We now create a tf record dataset to serialize examples for minibatch processing later on.

[ ]
import tensorflow as tf
from tensorflow.data import Dataset
from tensorflow.train import Example, Int64List, FloatList, Features, Feature
from tensorflow.io import TFRecordWriter

filename = 'tf_idf_vectors.tfrecord'  
def _int64_feature(value):
        return Feature(int64_list=Int64List(value=value))

def _float_feature(value):
        return Feature(float_list=FloatList(value=value))
writer = TFRecordWriter(filename)
for i , _doc in tqdm(enumerate(nlp.pipe(doc_iter)), total = len(file_list)):
  words = []
  for token in _doc:
      if not token.is_stop | token.is_space | token.is_punct:
          # we use the lemmatized word for downstream processes
          words.append(token.lemma_)
  cnts = Counter(words)
  idxs, tf_idf = calculate_tf_idf(cnts, num_token_counts_flt, len(file_list))
  feature = {
      'index0': _int64_feature(np.zeros_like(idxs)),
      'index1': _int64_feature(idxs),
      'values': _float_feature(tf_idf) 
  }
  
  example = tf.train.Example(
      features=tf.train.Features(feature=feature))
  
  # Serialize to string and write on the file
  writer.write(example.SerializeToString())
      
writer.close()
[49]
!mv tf_idf_vectors.tfrecord /content/drive/MyDrive/
[47]
my_example_features = {'sparse': tf.io.SparseFeature(index_key=['index0', 'index1'],
                                                  value_key='values',
                                                  dtype=tf.float32,
                                                  size=[1, len(num_token_counts_flt)])}
serialize = example.SerializeToString()
parsed = tf.io.parse_single_example(serialize, features = my_example_features)
WARNING:tensorflow:SparseFeature is a complicated feature config and should only be used after careful consideration of VarLenFeature.
[ ]
print(parsed['sparse'])

Vectorization

Now that we have a corpus, and within it are a set of tokens for each doument, we can now represent it numerically. There are a couple of ways that we can do this.

We can one-hot encode each token which means that we flag 1 for words that are in the documents, or zero otherwise. The total length of the vector will be the total unique tokens or the lenth of the vocabulary of a corpus. Another way to represent these tokens is to get the frequency and use that as numerical representation of the token.

term-frequency-inverse document frequency (tf-idf)

Usually, it is not enough for us to know the frequency of the term to determin the importance of a certain token in a document.

[ ]
import textacy.vsm
vectorizer = textacy.vsm.Vectorizer(
tf_type = 'linear', apply_idf = True, idf_type = 'smooth', 
norm = 'l2', min_df=2, max_df=0.95)
[ ]
dtm = vectorizer.fit_transform(
    (doc._.to_terms_list(ngrams = 1, entities = True, as_strings = True) for doc in corpus)
)
print(repr(dtm))
[ ]

**Written tasks**
a. In the tf-idf notes, list the name of every keyword argument passed to `textacy.vsm.Vectorizer`.
b. Echo everything in the tf-idf notes from "writer = TFRecordWriter(filename)" down to "calculate_tf_idf(cnts, num_token_counts_flt, len(file_list))".

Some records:
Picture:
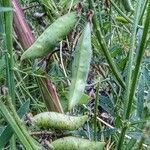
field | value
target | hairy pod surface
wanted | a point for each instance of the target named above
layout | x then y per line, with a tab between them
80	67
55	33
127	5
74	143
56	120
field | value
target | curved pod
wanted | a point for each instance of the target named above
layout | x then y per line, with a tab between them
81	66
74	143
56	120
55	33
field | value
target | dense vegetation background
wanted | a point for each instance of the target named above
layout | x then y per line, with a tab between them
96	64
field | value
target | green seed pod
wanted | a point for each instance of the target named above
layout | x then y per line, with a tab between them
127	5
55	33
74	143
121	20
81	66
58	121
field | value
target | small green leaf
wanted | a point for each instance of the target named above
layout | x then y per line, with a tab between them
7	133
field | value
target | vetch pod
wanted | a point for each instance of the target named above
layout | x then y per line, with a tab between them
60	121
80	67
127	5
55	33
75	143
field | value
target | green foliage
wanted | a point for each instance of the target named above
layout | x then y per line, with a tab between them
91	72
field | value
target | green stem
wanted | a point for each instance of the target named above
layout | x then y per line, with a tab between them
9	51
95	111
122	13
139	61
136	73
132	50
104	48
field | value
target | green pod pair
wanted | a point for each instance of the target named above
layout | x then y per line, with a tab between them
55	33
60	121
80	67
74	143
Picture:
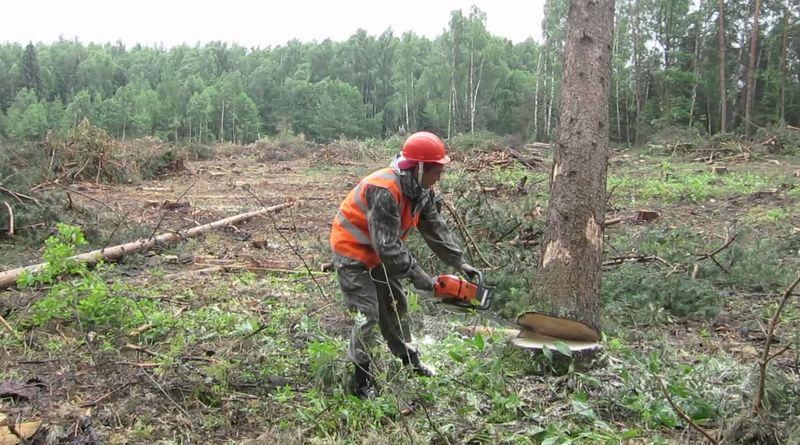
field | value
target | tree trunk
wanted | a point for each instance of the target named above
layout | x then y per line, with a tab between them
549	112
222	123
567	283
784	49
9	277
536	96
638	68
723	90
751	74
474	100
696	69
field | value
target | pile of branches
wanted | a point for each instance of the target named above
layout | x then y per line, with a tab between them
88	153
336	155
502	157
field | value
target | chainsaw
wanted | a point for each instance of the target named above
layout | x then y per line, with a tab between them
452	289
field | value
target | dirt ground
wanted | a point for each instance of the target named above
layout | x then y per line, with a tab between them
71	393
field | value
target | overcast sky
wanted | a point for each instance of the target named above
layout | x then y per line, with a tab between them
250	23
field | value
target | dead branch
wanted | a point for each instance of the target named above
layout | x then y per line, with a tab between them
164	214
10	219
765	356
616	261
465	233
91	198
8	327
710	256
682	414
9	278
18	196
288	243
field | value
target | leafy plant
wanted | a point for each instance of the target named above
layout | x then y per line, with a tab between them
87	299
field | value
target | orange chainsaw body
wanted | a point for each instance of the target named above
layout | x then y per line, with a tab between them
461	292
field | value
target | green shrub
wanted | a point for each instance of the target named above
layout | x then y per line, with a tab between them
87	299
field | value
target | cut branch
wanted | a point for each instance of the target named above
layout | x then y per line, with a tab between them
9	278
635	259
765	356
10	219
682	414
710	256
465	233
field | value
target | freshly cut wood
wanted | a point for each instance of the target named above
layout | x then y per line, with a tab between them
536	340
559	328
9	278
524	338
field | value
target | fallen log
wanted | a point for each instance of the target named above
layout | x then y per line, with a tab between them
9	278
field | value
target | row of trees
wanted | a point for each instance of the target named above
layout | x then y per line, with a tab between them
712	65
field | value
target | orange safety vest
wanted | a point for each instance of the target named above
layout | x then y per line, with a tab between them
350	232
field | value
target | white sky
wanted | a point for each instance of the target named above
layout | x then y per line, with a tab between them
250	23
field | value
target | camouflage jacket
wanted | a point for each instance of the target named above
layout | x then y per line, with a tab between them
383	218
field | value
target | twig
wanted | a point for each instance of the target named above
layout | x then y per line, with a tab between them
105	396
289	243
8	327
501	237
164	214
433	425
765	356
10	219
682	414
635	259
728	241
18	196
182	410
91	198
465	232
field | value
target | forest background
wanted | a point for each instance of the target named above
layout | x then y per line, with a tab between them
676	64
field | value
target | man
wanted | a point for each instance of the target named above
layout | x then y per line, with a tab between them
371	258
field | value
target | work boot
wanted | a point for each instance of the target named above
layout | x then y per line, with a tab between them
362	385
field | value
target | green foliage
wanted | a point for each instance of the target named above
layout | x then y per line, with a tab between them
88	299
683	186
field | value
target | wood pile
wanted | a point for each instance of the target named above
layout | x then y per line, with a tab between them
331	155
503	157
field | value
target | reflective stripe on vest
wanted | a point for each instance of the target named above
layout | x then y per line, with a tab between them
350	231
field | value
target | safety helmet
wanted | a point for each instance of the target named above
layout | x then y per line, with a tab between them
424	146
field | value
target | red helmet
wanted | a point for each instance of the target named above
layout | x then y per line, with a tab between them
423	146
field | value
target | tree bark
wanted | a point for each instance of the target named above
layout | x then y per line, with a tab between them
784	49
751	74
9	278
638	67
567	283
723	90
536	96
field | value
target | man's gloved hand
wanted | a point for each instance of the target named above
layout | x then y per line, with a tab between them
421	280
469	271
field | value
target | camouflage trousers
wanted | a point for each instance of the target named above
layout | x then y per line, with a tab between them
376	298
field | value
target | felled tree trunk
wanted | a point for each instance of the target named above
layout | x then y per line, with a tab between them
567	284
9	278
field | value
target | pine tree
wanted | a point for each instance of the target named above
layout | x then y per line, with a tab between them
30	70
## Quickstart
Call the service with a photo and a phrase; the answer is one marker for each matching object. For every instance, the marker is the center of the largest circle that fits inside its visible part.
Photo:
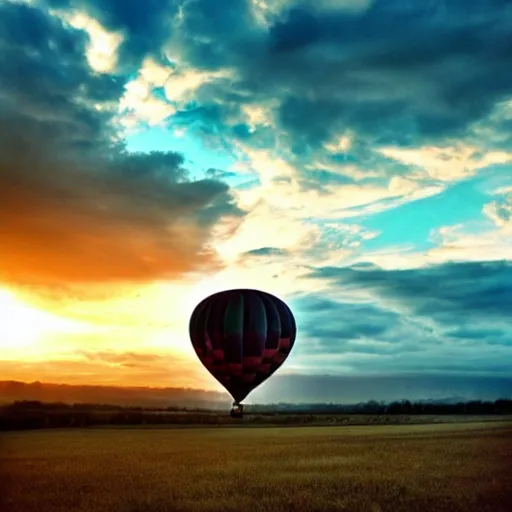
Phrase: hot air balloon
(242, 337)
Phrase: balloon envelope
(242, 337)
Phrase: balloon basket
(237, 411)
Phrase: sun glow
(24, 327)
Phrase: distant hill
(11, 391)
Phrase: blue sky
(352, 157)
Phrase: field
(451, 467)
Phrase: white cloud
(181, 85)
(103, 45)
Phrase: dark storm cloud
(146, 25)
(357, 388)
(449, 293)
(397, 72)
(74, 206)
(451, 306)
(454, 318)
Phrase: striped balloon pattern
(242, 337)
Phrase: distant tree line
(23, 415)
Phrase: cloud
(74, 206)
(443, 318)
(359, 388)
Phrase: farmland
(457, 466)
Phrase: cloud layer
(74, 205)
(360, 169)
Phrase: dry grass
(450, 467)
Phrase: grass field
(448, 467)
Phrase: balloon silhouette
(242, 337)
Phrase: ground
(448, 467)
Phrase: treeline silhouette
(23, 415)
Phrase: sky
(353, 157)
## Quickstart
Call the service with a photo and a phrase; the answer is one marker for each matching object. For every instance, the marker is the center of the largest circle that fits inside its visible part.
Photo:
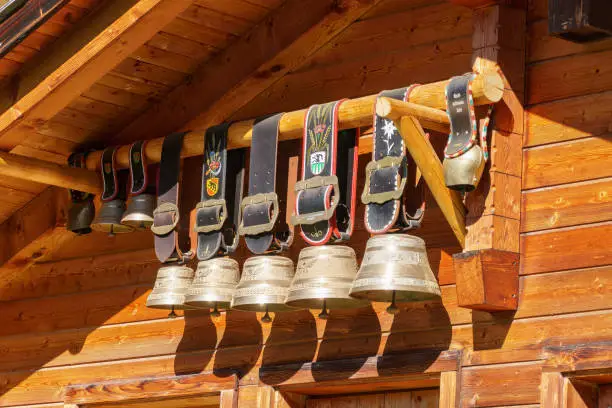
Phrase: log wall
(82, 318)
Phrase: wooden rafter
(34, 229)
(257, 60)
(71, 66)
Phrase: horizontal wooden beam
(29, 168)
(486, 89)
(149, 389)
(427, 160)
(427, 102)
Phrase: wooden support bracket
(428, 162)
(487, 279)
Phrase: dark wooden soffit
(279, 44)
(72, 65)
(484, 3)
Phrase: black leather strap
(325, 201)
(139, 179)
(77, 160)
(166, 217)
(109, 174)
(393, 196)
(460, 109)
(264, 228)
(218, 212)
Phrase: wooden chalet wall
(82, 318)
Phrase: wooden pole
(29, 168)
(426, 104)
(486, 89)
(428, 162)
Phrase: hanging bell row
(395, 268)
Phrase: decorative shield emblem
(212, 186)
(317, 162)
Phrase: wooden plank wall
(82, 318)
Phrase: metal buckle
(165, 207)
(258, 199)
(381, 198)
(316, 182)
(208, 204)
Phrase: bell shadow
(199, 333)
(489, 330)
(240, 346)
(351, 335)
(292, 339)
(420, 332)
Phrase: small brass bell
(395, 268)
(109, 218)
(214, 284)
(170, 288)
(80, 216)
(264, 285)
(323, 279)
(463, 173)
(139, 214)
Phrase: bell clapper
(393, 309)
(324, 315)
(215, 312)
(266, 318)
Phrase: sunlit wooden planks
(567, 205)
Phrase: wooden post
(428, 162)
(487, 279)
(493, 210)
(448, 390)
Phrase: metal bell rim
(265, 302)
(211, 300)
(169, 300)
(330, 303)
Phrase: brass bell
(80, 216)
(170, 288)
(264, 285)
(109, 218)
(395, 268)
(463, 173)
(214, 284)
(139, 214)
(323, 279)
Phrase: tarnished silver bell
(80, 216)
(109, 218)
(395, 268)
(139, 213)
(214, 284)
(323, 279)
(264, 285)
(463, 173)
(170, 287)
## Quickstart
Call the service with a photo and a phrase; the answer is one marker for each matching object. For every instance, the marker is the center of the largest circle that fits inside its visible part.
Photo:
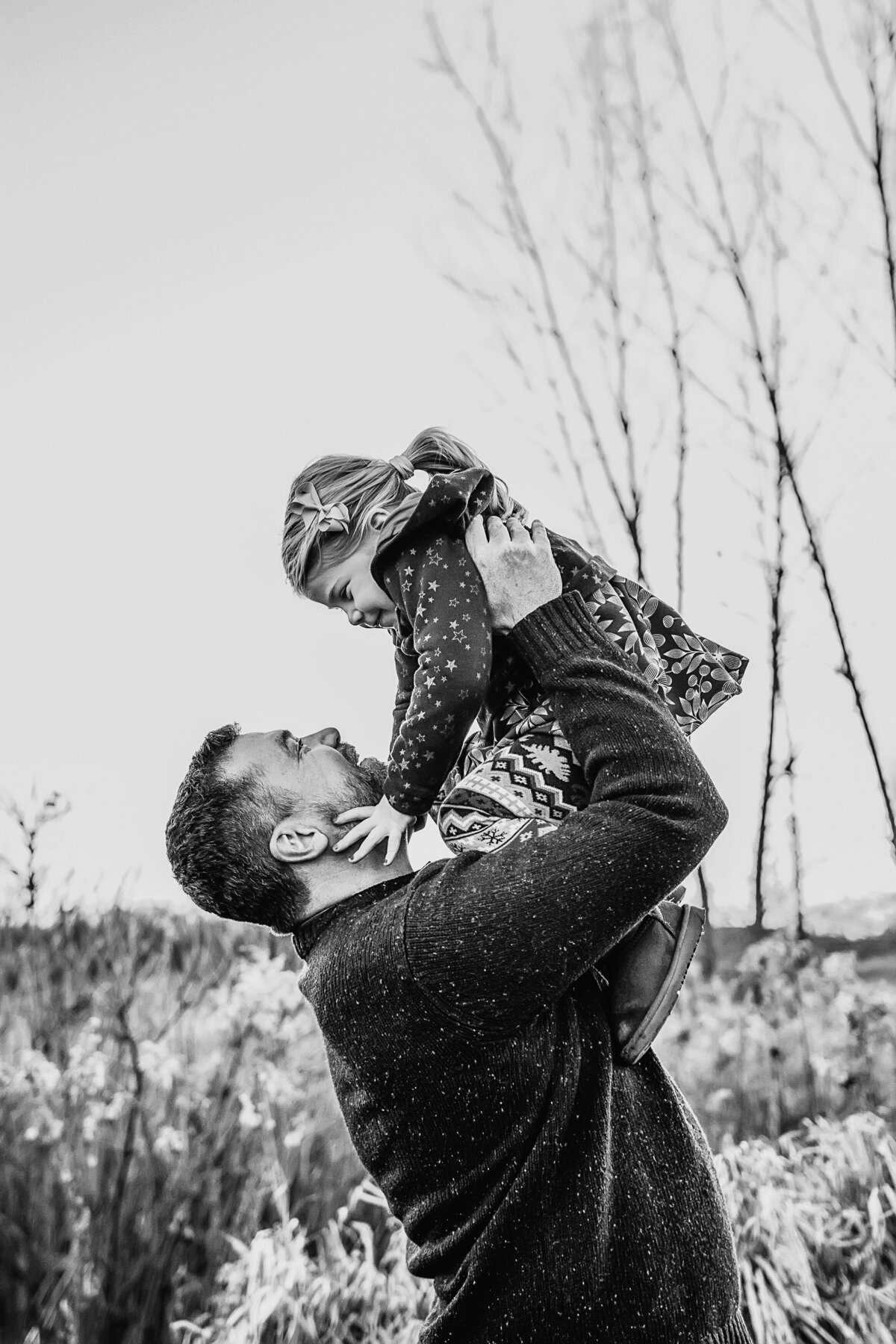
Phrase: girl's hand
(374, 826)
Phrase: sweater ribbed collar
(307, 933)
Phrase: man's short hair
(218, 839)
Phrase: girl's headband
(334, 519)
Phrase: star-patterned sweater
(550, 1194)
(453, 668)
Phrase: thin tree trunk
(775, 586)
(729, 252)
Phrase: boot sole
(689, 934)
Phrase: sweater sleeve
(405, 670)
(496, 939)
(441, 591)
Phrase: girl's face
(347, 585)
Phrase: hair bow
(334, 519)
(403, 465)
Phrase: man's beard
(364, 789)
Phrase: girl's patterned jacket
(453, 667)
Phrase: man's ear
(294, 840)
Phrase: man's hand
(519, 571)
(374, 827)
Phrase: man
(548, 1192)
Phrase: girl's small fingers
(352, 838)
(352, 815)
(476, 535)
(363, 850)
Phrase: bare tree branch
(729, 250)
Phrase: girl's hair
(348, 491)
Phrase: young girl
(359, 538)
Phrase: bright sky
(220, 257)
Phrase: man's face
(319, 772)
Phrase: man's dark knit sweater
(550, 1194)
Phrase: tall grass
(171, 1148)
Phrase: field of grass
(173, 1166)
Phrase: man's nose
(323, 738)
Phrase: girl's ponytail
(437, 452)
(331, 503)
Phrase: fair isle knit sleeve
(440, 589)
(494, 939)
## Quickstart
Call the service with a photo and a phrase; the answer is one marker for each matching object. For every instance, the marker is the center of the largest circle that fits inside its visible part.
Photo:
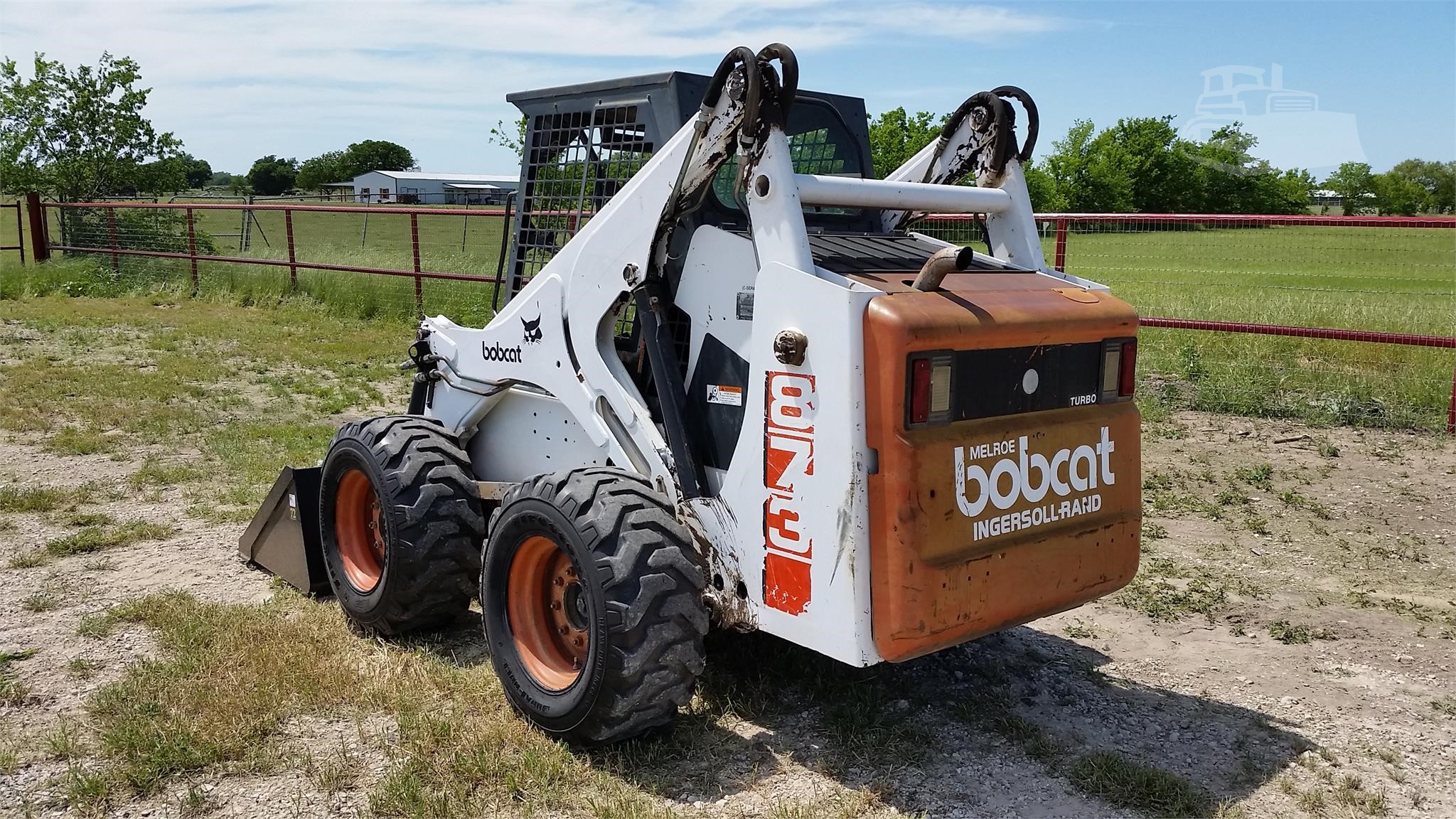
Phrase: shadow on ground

**The answers**
a. tf_type, apply_idf, idf_type, norm, min_df, max_df

b.
writer = TFRecordWriter(filename)
for i , _doc in tqdm(enumerate(nlp.pipe(doc_iter)), total = len(file_list)):
  words = []
  for token in _doc:
      if not token.is_stop | token.is_space | token.is_punct:
          # we use the lemmatized word for downstream processes
          words.append(token.lemma_)
  cnts = Counter(words)
  idxs, tf_idf = calculate_tf_idf(cnts, num_token_counts_flt, len(file_list))